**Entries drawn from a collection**

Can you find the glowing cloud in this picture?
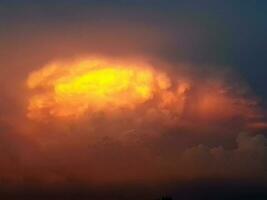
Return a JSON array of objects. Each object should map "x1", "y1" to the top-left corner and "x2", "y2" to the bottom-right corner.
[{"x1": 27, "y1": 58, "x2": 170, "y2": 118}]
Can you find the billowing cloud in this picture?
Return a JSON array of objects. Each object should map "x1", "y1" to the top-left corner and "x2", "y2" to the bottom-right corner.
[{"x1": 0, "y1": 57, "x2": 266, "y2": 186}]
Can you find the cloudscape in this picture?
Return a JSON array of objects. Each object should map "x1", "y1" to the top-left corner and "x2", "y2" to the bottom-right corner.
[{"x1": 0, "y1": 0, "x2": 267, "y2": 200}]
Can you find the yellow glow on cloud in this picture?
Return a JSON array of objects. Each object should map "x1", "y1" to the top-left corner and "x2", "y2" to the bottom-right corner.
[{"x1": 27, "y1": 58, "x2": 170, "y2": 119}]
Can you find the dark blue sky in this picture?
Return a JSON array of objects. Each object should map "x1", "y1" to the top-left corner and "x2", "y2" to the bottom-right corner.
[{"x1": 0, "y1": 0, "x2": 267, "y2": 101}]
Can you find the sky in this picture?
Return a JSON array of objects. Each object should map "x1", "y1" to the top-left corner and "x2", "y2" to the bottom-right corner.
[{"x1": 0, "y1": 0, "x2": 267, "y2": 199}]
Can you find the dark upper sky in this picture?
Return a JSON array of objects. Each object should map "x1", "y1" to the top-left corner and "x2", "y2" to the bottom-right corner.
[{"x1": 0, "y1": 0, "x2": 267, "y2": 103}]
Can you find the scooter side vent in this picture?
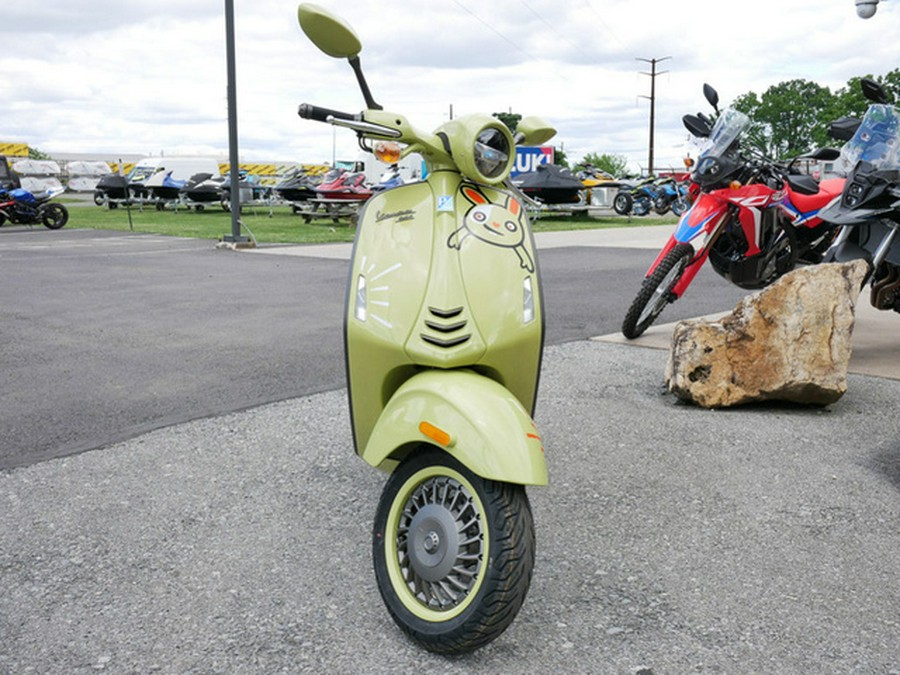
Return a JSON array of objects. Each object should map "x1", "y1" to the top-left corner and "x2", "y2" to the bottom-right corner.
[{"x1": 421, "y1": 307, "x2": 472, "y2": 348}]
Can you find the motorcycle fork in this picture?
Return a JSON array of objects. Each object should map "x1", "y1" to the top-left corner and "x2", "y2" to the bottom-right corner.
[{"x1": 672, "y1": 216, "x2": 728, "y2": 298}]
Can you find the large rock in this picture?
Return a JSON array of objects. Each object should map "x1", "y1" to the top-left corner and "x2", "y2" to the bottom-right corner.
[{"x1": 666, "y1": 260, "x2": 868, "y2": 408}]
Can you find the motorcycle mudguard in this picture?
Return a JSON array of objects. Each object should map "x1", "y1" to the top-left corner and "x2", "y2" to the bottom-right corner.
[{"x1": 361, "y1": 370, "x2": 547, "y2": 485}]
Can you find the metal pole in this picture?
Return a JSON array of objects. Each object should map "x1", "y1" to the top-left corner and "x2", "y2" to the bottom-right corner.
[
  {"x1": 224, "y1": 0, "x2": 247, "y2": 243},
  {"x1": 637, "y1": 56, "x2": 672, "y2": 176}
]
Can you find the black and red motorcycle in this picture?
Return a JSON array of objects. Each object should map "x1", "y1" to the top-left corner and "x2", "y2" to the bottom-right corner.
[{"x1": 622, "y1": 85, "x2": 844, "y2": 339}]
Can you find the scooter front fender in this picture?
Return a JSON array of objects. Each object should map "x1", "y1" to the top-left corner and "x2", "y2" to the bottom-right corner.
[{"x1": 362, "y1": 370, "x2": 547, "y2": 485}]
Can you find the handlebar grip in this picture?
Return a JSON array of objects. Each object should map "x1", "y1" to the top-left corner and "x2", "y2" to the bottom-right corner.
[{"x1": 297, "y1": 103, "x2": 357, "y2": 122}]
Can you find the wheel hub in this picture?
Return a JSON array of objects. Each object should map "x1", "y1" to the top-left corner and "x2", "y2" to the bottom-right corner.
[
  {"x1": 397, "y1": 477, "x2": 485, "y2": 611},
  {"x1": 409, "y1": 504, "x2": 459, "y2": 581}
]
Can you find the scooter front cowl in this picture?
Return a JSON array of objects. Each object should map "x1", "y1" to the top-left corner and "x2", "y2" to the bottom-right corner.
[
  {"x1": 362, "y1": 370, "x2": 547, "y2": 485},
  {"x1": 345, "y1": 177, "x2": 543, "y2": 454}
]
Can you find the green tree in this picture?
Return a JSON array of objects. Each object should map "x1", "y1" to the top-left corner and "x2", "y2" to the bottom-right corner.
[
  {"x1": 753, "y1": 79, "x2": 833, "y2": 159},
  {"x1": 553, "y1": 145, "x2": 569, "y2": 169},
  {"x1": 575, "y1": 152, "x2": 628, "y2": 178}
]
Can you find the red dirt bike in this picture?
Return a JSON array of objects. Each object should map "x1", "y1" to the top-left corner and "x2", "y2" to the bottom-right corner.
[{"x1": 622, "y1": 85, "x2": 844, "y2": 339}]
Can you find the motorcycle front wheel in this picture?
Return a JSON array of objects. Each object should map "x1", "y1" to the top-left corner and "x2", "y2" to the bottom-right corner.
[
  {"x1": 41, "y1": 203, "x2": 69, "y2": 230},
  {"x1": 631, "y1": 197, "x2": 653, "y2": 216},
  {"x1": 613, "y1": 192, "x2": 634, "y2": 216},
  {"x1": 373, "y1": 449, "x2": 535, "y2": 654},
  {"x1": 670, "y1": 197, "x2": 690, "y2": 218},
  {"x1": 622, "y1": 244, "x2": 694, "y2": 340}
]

**Task directions**
Locate each line in the rows above that contains the word "front" and copy those lines. Case counts when matching.

**Output for this exercise**
Can you find the scooter front fender in this picture?
Can you find the scooter front cowl in this picture?
Can you find the motorcycle front wheel in this picture?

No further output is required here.